## Task requirements
Copy all of the entries below word for word.

_____

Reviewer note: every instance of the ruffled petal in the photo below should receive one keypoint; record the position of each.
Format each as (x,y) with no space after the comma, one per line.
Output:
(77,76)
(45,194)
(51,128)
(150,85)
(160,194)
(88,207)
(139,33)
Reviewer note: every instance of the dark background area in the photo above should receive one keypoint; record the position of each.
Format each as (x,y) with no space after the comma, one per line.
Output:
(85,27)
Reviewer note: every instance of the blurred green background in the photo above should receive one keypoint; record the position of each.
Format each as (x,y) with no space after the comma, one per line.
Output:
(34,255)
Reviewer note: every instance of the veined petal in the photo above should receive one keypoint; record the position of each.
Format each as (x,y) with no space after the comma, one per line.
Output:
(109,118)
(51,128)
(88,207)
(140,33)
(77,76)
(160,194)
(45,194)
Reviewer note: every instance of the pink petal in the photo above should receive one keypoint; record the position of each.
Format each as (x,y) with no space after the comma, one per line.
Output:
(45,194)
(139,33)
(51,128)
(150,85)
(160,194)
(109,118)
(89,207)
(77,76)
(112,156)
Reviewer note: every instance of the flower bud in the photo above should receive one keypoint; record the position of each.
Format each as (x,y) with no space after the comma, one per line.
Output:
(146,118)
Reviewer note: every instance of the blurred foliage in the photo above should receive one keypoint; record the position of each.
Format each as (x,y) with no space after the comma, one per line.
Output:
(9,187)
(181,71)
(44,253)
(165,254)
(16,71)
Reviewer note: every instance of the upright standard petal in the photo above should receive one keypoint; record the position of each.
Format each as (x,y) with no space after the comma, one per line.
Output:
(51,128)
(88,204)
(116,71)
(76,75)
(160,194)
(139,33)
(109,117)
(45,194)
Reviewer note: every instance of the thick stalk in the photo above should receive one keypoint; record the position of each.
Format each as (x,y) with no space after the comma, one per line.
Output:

_____

## Task answer
Reviewer note: every instance of the ruffled petal in the photo below should receive one keypoint; record the position of each.
Format each as (x,y) with no space after the comma, one per line.
Output:
(77,76)
(45,194)
(51,128)
(150,85)
(160,194)
(88,207)
(139,33)
Reviewer note: every instance of the dark background area in the photo above should receive one keypoint; record the position of each.
Format each as (x,y) with no space after the comma, one per line.
Output:
(85,27)
Reviewer note: every instance of the blurred green background in the photo above should receive one keypoint; record the position of each.
Format each as (x,y) with no space after the comma, one per line.
Output:
(34,255)
Reviewer note: every instance of the veined petal in the photo above should receive one keypoint; record the position of each.
Format each as (x,y) with no space after the comma, one per line.
Output:
(109,118)
(51,128)
(88,207)
(140,33)
(77,76)
(160,194)
(45,194)
Reviewer note: every instance of the pink petal in the photo above should receive one keypoint; record the position of each.
Format each as (x,y) with no space after the comma, one per line.
Output:
(45,194)
(139,33)
(51,128)
(150,85)
(160,194)
(109,118)
(89,207)
(77,76)
(112,156)
Reviewer note: every instance of the flower bud in the photo above should receive one keypoint; record the position of each.
Format each as (x,y) with no space after the comma, one per line.
Output:
(146,118)
Reviewer note: every instance of the blurred foliage in the photo above should receive one keypoint; record the position of each.
Format each as (x,y) with no space after the comma, one per line.
Output:
(9,187)
(181,71)
(44,253)
(165,254)
(16,71)
Reviewer note: every instance of the upright standard petal in the photo above should receive one keypoint; record the position of each.
Format each as (x,y) with no space after the comma, one per line.
Output:
(51,128)
(88,204)
(116,71)
(76,75)
(160,194)
(139,33)
(109,117)
(45,194)
Reviewer note: every instance of the thick stalk in the photo above should receive one keypoint; record the position of each.
Format each as (x,y) with no space after the comma, one per line.
Output:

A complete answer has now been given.